C99 5.2.4.1 "Translation limits" minimal size

The implementation shall be able to translate and execute at least one program that contains at least one instance of every one of the following limits: 13)

  • 65535 bytes in an object (in a hosted environment only)
  1. Implementations should avoid imposing fixed translation limits whenever possible.

This suggests that a conforming implementation could refuse to compile an object (which includes arrays) with more than short bytes.

PTRDIFF_MAX also imposes some limits on array says

The C99 standard 6.5.6 Additive operators says:

9 When two pointers are subtracted, both shall point to elements of the same array object, or one past the last element of the array object; the result is the difference of the subscripts of the two array elements. The size of the result is implementation-defined, and its type (a signed integer type) is ptrdiff_t defined in the <stddef.h> header. If the result is not representable in an object of that type, the behavior is undefined.

* _What you should do_
Extend the passage on C99 object size limits, picking up right after its final sentence. The lines after this passage are separate material and have no connection to it.

* _Material shown_
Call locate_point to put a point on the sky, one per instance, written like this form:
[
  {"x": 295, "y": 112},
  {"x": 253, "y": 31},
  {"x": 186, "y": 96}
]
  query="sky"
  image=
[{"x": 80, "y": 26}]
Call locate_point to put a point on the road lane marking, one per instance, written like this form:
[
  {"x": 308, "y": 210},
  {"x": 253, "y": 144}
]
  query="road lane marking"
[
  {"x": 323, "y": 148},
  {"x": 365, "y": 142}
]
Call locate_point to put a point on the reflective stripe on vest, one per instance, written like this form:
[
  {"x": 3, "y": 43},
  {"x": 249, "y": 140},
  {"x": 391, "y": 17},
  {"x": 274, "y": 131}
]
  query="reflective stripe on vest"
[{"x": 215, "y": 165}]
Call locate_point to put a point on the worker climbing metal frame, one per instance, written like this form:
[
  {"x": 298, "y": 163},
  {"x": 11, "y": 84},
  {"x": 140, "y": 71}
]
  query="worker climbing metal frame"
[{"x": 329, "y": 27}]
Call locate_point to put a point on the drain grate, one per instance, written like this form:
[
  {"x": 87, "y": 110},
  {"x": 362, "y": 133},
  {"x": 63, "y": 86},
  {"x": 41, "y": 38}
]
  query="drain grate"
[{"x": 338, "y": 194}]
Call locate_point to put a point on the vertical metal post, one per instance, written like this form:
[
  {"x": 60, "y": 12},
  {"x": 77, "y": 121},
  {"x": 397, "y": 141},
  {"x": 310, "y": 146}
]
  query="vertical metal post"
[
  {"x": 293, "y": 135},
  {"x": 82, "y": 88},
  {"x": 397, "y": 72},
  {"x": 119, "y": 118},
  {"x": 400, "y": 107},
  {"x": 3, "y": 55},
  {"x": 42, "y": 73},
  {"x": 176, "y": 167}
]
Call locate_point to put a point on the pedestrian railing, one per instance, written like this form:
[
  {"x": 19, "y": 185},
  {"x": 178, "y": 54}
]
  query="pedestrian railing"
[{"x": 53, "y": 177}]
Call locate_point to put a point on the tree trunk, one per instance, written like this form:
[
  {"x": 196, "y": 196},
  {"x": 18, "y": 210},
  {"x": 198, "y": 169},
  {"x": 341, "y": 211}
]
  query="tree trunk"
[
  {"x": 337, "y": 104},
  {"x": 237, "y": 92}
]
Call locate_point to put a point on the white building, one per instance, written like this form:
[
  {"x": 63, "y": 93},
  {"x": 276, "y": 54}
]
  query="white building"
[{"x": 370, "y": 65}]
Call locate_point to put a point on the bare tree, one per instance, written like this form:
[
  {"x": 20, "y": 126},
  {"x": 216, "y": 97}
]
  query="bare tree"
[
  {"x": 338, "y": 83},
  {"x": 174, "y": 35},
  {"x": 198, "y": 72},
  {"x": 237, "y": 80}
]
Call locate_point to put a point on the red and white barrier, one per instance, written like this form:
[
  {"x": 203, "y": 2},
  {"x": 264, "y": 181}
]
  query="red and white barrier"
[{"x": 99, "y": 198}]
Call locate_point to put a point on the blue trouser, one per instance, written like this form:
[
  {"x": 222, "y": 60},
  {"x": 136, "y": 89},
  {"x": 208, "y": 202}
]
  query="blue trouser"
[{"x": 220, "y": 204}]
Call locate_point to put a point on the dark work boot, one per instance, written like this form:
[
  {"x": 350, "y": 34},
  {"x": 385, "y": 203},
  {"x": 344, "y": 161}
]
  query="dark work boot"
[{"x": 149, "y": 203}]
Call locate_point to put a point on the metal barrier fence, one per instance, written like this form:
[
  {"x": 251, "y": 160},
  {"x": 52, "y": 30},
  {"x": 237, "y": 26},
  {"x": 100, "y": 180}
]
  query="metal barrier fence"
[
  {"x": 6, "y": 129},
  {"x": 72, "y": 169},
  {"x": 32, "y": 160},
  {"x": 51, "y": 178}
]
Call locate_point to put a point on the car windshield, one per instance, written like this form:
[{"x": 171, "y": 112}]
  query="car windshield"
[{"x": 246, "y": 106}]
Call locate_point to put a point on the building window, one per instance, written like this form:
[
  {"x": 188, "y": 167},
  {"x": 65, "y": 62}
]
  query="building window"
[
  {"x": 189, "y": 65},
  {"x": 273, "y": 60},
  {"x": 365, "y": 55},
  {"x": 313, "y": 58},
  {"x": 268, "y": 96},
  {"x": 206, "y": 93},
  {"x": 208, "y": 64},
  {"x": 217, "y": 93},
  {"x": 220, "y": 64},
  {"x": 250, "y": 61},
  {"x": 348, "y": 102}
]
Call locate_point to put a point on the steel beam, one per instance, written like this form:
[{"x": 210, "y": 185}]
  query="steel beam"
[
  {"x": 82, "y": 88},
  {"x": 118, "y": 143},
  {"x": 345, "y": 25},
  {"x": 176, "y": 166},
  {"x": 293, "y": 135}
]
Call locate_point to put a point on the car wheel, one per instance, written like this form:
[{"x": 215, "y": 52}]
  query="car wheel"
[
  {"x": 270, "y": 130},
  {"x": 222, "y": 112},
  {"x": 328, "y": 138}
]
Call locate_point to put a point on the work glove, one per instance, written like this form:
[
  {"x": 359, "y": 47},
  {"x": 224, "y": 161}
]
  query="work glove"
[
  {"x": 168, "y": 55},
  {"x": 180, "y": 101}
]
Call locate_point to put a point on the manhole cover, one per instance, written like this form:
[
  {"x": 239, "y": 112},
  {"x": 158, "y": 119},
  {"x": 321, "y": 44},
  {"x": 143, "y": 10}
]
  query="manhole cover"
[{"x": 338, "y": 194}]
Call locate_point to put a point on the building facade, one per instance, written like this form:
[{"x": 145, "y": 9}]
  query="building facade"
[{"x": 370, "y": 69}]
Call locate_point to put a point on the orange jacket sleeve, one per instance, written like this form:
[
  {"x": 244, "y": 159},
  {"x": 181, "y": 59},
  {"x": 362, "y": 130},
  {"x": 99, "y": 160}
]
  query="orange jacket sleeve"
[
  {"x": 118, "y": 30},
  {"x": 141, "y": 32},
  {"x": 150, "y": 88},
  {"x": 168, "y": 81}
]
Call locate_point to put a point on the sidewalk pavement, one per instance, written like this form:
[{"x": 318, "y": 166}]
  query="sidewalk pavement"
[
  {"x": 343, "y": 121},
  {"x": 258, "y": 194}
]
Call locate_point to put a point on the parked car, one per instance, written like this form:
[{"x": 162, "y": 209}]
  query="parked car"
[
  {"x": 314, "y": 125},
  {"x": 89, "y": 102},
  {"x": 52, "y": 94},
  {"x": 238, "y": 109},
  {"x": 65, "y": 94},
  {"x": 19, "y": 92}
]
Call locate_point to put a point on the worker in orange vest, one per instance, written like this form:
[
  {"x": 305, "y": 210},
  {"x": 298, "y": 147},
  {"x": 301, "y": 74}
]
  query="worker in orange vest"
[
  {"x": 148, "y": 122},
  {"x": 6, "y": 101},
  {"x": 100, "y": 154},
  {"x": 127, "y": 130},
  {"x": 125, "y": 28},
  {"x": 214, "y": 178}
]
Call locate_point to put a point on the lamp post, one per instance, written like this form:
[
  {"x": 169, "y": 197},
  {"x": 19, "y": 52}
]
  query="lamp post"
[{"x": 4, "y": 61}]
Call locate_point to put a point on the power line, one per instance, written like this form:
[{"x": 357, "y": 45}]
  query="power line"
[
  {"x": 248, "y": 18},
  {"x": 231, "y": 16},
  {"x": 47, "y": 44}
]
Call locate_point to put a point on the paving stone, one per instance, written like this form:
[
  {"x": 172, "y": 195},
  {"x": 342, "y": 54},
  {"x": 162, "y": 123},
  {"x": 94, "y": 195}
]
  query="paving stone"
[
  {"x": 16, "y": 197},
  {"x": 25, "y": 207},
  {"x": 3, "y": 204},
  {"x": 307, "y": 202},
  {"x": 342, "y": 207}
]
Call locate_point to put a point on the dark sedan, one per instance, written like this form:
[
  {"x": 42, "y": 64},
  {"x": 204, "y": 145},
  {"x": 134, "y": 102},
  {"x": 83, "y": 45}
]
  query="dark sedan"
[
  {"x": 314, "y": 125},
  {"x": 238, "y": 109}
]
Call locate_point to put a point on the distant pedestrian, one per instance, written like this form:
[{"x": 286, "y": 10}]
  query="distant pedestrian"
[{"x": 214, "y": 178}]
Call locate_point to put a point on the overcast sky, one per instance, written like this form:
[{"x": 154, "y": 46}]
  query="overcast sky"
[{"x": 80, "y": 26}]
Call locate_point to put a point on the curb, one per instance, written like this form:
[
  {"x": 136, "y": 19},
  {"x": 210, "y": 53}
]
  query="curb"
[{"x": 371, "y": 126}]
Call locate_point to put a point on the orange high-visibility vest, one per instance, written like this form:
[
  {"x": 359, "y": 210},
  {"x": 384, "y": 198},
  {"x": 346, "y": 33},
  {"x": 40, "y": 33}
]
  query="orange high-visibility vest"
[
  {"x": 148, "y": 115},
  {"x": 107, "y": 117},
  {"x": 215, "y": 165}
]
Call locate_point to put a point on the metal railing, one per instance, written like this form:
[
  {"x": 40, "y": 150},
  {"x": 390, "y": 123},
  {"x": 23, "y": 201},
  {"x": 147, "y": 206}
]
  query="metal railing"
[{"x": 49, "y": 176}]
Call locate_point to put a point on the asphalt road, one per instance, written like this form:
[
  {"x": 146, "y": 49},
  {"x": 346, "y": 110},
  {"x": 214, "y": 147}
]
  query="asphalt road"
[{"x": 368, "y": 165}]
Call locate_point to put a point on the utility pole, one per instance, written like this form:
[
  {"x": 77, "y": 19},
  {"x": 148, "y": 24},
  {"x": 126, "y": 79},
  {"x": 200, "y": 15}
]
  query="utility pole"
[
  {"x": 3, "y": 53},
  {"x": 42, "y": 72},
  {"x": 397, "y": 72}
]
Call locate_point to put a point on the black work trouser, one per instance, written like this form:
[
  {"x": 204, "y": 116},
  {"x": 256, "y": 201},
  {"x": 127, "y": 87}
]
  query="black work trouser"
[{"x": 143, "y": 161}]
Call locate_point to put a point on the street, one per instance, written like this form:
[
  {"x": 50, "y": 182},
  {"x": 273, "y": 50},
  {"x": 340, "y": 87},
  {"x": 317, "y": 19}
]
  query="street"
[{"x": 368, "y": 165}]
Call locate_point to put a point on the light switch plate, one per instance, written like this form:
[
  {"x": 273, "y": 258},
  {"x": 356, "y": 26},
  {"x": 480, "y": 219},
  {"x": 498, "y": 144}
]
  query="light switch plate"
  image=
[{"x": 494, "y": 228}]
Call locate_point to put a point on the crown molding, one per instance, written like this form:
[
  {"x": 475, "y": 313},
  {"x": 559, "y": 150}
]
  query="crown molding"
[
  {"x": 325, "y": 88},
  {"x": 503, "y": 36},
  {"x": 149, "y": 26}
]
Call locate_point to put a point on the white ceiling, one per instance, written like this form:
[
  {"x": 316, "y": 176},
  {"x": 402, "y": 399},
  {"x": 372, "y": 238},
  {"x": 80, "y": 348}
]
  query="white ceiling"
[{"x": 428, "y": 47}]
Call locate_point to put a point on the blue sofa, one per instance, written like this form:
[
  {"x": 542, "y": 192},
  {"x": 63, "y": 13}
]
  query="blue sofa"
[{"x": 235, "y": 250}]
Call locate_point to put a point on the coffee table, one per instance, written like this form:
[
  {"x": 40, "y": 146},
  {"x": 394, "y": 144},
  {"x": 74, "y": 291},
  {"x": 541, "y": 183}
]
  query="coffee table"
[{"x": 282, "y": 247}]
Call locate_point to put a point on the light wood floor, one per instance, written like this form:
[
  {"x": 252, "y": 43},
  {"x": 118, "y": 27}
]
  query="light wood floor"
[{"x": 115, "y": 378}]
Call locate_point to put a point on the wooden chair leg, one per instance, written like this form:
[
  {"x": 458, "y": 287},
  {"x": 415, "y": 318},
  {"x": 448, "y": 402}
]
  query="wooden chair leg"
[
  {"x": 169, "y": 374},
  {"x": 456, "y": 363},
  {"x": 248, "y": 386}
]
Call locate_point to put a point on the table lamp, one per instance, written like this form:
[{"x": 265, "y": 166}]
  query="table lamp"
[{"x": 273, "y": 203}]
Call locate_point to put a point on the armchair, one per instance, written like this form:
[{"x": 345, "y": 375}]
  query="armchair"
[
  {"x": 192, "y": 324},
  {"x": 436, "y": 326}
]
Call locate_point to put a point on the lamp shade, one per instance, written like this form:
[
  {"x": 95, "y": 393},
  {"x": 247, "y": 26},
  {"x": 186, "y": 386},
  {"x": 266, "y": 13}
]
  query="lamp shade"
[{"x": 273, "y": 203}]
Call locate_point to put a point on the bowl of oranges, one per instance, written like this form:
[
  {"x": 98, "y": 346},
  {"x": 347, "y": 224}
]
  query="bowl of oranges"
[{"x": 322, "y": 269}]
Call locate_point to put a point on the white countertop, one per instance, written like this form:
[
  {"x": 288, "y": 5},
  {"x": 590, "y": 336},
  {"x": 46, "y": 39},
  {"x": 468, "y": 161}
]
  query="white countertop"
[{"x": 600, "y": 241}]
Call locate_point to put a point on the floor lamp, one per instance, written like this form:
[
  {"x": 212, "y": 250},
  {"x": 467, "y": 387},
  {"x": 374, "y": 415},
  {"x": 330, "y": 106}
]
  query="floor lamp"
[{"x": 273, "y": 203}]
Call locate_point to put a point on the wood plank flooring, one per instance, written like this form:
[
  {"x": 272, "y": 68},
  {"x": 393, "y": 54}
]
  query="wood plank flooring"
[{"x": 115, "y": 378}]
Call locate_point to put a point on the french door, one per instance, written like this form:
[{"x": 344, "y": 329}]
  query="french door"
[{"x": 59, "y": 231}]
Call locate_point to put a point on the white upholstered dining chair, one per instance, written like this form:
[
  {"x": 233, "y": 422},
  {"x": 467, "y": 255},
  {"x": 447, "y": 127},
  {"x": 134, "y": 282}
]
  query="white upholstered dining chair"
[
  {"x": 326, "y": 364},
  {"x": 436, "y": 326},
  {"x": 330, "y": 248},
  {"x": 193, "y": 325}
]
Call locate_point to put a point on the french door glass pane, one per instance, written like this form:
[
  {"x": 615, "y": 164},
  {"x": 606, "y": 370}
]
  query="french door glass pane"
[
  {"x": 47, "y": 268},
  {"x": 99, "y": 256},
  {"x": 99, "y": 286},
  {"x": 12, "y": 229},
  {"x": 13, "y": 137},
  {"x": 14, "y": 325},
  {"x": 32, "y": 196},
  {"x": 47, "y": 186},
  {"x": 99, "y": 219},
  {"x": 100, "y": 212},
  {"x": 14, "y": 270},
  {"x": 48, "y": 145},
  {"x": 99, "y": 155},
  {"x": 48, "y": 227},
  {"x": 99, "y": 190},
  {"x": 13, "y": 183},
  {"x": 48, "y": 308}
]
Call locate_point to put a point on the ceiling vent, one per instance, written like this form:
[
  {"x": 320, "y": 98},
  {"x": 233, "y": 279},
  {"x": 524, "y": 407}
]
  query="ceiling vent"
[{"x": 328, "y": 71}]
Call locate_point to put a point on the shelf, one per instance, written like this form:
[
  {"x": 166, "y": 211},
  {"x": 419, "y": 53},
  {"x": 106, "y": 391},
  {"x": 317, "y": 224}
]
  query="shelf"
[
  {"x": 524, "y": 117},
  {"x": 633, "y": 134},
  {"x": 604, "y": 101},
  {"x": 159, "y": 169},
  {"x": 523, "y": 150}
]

* _Answer to the task_
Which implies to me that arrays larger than ptrdiff_t are allowed in theory, but then you cannot take the difference of their addresses portabibly.

So perhaps for this reason, GCC just seems to limit you to ptrdiff_t. This is also mentioned at: Why is the maximum size of an array "too large"?

Experiments

Maybe what ultimately matters is whatever your compiler will accept, so here we go:

main.c

#include <stdint.h>

TYPE a[(NELEMS)];

int main(void) {
    return 0;
}

sizes.c

#include <stdint.h>
#include <stdio.h>

int main(void) {
    printf("PTRDIFF_MAX 0x%jx\n", (uintmax_t)PTRDIFF_MAX);
    printf("SIZE_MAX    0x%jx\n", (uintmax_t)SIZE_MAX);
    return 0;
}

And then we try to compile with:

gcc -ggdb3 -O0 -std=c99 -Wall -Wextra -pedantic -o sizes.out sizes.c
./sizes.out
gcc -ggdb3 -O0 -std=c99 -Wall -Wextra -pedantic -o main.out \
  -DNELEMS='((2lu << 62) - 1)' -DTYPE=uint8_t main.c

Results:

  • PTRDIFF_MAX: 0x7fffffffffffffff = 2^63 - 1

  • SIZE_MAX: 0xffffffffffffffff = 2^64 - 1

  • -DNELEMS='((2lu << 62) - 1)' -DTYPE=uint8_t: compiles (== 2^63 - 1). Running it segfaults immediately on my mere 32 GB RAM system :-)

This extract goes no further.